(Stored data entries)
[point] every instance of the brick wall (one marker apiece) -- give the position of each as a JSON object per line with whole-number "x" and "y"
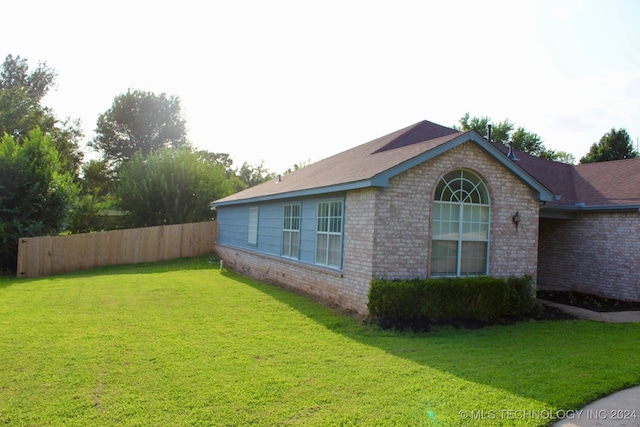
{"x": 400, "y": 245}
{"x": 402, "y": 239}
{"x": 596, "y": 253}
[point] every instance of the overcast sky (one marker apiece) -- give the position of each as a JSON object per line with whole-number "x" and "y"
{"x": 286, "y": 82}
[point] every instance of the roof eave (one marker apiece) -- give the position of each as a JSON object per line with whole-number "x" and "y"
{"x": 309, "y": 192}
{"x": 543, "y": 193}
{"x": 581, "y": 207}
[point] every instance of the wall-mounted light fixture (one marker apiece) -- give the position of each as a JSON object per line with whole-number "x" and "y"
{"x": 516, "y": 219}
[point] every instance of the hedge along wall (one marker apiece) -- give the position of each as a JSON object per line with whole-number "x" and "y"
{"x": 480, "y": 298}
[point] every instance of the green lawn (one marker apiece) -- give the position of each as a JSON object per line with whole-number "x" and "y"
{"x": 181, "y": 343}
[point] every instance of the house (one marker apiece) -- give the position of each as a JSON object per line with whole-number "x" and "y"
{"x": 430, "y": 201}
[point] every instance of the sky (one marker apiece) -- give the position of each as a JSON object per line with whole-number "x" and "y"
{"x": 284, "y": 82}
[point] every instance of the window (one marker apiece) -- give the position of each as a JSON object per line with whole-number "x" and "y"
{"x": 329, "y": 234}
{"x": 291, "y": 231}
{"x": 460, "y": 237}
{"x": 253, "y": 225}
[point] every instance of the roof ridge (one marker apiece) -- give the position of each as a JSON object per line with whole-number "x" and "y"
{"x": 418, "y": 132}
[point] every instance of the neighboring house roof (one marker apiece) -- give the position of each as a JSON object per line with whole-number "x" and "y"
{"x": 590, "y": 186}
{"x": 372, "y": 165}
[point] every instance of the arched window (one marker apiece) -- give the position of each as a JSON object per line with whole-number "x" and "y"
{"x": 460, "y": 237}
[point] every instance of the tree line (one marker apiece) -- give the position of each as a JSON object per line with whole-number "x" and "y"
{"x": 148, "y": 173}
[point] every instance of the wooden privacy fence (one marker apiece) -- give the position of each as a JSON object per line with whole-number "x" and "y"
{"x": 46, "y": 255}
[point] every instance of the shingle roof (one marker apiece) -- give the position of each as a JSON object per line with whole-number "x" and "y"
{"x": 562, "y": 186}
{"x": 608, "y": 183}
{"x": 590, "y": 185}
{"x": 357, "y": 164}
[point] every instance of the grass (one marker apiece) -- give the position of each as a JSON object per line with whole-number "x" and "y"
{"x": 182, "y": 343}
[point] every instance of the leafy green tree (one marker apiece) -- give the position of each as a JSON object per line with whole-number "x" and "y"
{"x": 614, "y": 145}
{"x": 142, "y": 122}
{"x": 252, "y": 175}
{"x": 21, "y": 109}
{"x": 503, "y": 132}
{"x": 170, "y": 187}
{"x": 97, "y": 179}
{"x": 36, "y": 192}
{"x": 499, "y": 132}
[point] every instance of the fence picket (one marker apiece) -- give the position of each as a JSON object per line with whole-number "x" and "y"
{"x": 47, "y": 255}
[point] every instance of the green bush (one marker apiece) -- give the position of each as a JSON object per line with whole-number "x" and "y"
{"x": 440, "y": 300}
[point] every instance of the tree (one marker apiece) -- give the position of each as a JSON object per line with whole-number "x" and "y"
{"x": 503, "y": 133}
{"x": 499, "y": 132}
{"x": 252, "y": 175}
{"x": 614, "y": 145}
{"x": 139, "y": 122}
{"x": 36, "y": 192}
{"x": 21, "y": 110}
{"x": 170, "y": 187}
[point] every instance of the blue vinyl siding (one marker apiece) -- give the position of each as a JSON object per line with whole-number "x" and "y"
{"x": 233, "y": 223}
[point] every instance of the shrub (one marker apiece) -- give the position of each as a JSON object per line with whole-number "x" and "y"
{"x": 400, "y": 302}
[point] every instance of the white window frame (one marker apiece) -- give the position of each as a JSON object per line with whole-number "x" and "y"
{"x": 252, "y": 234}
{"x": 291, "y": 230}
{"x": 461, "y": 218}
{"x": 329, "y": 233}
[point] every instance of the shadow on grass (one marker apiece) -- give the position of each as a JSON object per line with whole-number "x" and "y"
{"x": 565, "y": 364}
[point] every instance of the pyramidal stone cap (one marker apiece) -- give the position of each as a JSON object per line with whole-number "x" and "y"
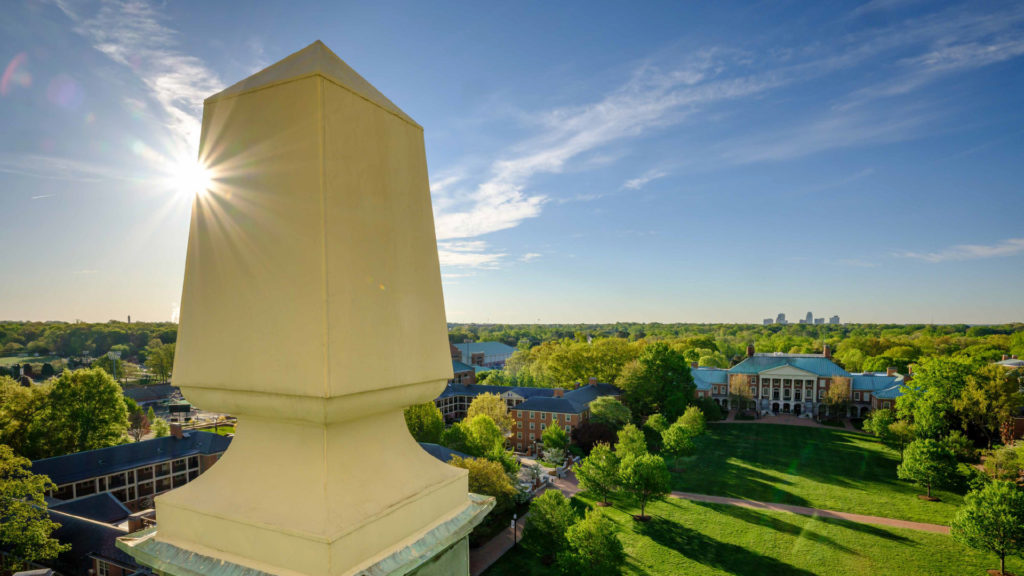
{"x": 311, "y": 270}
{"x": 314, "y": 59}
{"x": 312, "y": 311}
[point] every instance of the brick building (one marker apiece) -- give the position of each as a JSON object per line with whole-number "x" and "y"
{"x": 134, "y": 472}
{"x": 797, "y": 383}
{"x": 567, "y": 409}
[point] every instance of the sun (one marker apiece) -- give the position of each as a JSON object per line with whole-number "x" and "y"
{"x": 192, "y": 178}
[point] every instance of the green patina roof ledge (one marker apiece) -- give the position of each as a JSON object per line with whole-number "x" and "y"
{"x": 173, "y": 561}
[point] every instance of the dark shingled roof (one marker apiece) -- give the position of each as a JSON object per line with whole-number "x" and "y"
{"x": 152, "y": 393}
{"x": 574, "y": 402}
{"x": 474, "y": 389}
{"x": 83, "y": 465}
{"x": 100, "y": 507}
{"x": 86, "y": 538}
{"x": 442, "y": 453}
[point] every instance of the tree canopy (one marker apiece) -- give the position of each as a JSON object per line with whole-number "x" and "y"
{"x": 992, "y": 520}
{"x": 425, "y": 422}
{"x": 25, "y": 526}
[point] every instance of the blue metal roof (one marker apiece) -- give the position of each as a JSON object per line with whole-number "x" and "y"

▶ **WHAT THIS TASK INVOLVES**
Restate the records in full and word for word, but keep the pictures out.

▶ **EXERCISE RESULT**
[point] every instance of the brick wall (one marker apiece) -- give the position of each as a JSON object per line with whole-number "x" and "y"
{"x": 400, "y": 245}
{"x": 402, "y": 239}
{"x": 596, "y": 253}
[point] every instance of the overcast sky (one marker apiece) -- give the position of each as a JSON object per line with whole-number "x" and "y"
{"x": 286, "y": 82}
[point] every instance of the roof eave (one marker apiece) -- give the position of each as a JSON object per line with whole-number "x" and "y"
{"x": 309, "y": 192}
{"x": 543, "y": 193}
{"x": 581, "y": 207}
[point] every instance of the wall-mounted light fixture (one marker apiece) -- give the position of each as a JSON object per line with whole-number "x" and "y"
{"x": 516, "y": 219}
[point] every instance of the hedge along wall (one marker apiece) -- give the position of each as a JSON object per line with whole-number "x" and "y"
{"x": 480, "y": 298}
[point] every instance of the green lawn (one marker apiece) -- give the position of each as a JSON object per line with whole-number "x" and "y"
{"x": 181, "y": 343}
[point] every instance of the house (one marker apiece) -- give the position of each as a JSON object per line with whole-number "x" and "y"
{"x": 430, "y": 201}
[point] every instance of the sky (one marker apiece) -- give the position of each as a JSON object per line with whole-number "x" and "y"
{"x": 284, "y": 82}
[point] every instance of the window (one marker apiece) -- give the position of each as a JSON object per line with whole-number "x" and "y"
{"x": 329, "y": 234}
{"x": 291, "y": 231}
{"x": 460, "y": 237}
{"x": 253, "y": 225}
[point] every instance of the roof ridge (one marker apiece) -- give the position of each as a JSON object per line with whole-number "x" and "y"
{"x": 418, "y": 132}
[point] every instance of the neighboring house roof (one marker apiece) -- give the position of each as a JSON object per line with whole-number "x" and "y"
{"x": 590, "y": 186}
{"x": 372, "y": 165}
[point] every instance of the arched window (one marker apiece) -- give the position of each as a JSON object per line with whole-number "x" and "y"
{"x": 460, "y": 237}
[point] every instance of the tree line (one marker apiece) -- give the position of each as a JSON object per line with whole-number "x" and "y"
{"x": 148, "y": 173}
[point] every instance of the wooden privacy fence (one marker apiece) -- give the position of each as a JSON object per line with whole-number "x" and "y"
{"x": 46, "y": 255}
[point] every instance of the shingle roof (one marker apiece) -- give the position of each as a JSON object per line with whole-number "x" and "y"
{"x": 562, "y": 186}
{"x": 608, "y": 183}
{"x": 590, "y": 185}
{"x": 357, "y": 164}
[point] every instance of the grass (one marker apiece) -- give the position of each as a JSON object per line with whole-number "x" and "y"
{"x": 182, "y": 343}
[point] every instance of the leafy green tree (one marker apiece) -- give the position of each as a JSON object per line with whole-number "x" and "y"
{"x": 614, "y": 145}
{"x": 142, "y": 122}
{"x": 252, "y": 175}
{"x": 21, "y": 109}
{"x": 503, "y": 132}
{"x": 170, "y": 187}
{"x": 97, "y": 179}
{"x": 36, "y": 192}
{"x": 499, "y": 132}
[point] every instance of the fence picket (one marker apiece) -- give the position of each as a JSON object per line with whole-number "x" and "y"
{"x": 47, "y": 255}
[point] every instance of the green bush (one marker apiece) -- give the position of each as a JSON object per line with whole-number "x" and "y"
{"x": 440, "y": 300}
[point] every instance of the tree (one marker apiece) -- give the position of each as a JSON object per line with whole-number "x" and "y"
{"x": 503, "y": 133}
{"x": 499, "y": 132}
{"x": 252, "y": 175}
{"x": 614, "y": 145}
{"x": 139, "y": 122}
{"x": 36, "y": 192}
{"x": 21, "y": 110}
{"x": 170, "y": 187}
[point] every instance of the blue vinyl siding (one marker apiece) -- give the position of each as a JSON object per line with whole-number "x" and "y"
{"x": 233, "y": 223}
[point] every instance of the shrub (one marker apiece) -- give the position of each as a JSON object per line with whole-number "x" and "y"
{"x": 400, "y": 302}
[point] every instance of the white window frame (one marker apiece) -- give the position of each as a JSON object per line with whole-number "x" and "y"
{"x": 252, "y": 234}
{"x": 291, "y": 230}
{"x": 461, "y": 218}
{"x": 329, "y": 233}
[point] every instance of the shadow on grass (one marker apiece) -- give the position of each as a JSON object per line with whole-number "x" and "y"
{"x": 565, "y": 364}
[point] every instance of the pyramidal stone cap (one marker apiece) -- give the position of each as a JSON object per line with whole-number "x" and "y"
{"x": 311, "y": 270}
{"x": 314, "y": 59}
{"x": 312, "y": 311}
[point] every instance of the brick building (one marker apiece) -- give the position of each as a JSON object per line with whole-number "x" and "y"
{"x": 134, "y": 472}
{"x": 797, "y": 383}
{"x": 567, "y": 409}
[point] every instance of the sun (one marker apiece) -- give the position of each as a JSON object per line with whole-number "x" and "y"
{"x": 192, "y": 178}
[point] every instance of the green patina roof ledge (one marker apiece) -- give the position of each as a JSON object per line with whole-number "x" and "y"
{"x": 173, "y": 561}
[point] every instance of the dark shingled roof (one marker apiece) -- give the position of each as a JSON object per line with whole-number "x" and "y"
{"x": 152, "y": 393}
{"x": 574, "y": 402}
{"x": 474, "y": 389}
{"x": 83, "y": 465}
{"x": 100, "y": 507}
{"x": 86, "y": 538}
{"x": 442, "y": 453}
[point] every instance of the tree canopy (one marker apiece) -- give the position of each as a JSON object per line with whole-number "x" and "y"
{"x": 992, "y": 520}
{"x": 425, "y": 422}
{"x": 25, "y": 526}
[point] every instance of the blue metal roof (one marker apiece) -- give the position of each as a JSON object per line with whole-number "x" and "y"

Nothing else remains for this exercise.